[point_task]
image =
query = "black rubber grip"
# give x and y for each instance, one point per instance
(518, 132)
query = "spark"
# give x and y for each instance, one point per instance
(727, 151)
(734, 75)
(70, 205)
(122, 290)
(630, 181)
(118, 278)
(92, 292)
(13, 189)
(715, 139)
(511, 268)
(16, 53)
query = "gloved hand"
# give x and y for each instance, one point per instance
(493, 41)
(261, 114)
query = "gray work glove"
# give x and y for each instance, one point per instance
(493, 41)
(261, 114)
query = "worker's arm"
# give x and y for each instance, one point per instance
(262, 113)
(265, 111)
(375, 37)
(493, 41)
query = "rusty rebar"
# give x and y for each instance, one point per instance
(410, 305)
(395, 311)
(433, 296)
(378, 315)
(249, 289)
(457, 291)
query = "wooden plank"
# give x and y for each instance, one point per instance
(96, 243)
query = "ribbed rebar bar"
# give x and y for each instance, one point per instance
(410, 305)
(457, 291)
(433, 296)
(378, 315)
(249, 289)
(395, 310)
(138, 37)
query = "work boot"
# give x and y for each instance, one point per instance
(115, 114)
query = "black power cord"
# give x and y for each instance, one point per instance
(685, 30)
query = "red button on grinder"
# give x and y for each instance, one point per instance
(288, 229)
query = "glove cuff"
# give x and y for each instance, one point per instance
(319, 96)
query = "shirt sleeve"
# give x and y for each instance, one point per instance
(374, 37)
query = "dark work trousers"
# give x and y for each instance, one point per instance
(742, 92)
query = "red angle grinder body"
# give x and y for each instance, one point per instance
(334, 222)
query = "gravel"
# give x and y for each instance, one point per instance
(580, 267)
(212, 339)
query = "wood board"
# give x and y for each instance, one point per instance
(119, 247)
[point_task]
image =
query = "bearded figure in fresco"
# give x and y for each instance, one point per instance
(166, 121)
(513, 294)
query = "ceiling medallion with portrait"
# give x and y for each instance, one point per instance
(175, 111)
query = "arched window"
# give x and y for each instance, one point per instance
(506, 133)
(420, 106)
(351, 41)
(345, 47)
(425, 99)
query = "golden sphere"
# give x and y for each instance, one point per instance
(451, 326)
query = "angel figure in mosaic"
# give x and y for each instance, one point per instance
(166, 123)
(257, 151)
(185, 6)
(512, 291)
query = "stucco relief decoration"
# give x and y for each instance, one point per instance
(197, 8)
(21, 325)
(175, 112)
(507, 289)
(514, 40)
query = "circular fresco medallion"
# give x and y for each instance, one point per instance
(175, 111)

-- -- --

Select every line of the rows above that contains the word "fresco", matching case exactly.

query = "bearded figure in fresco"
query = "circular fresco medallion"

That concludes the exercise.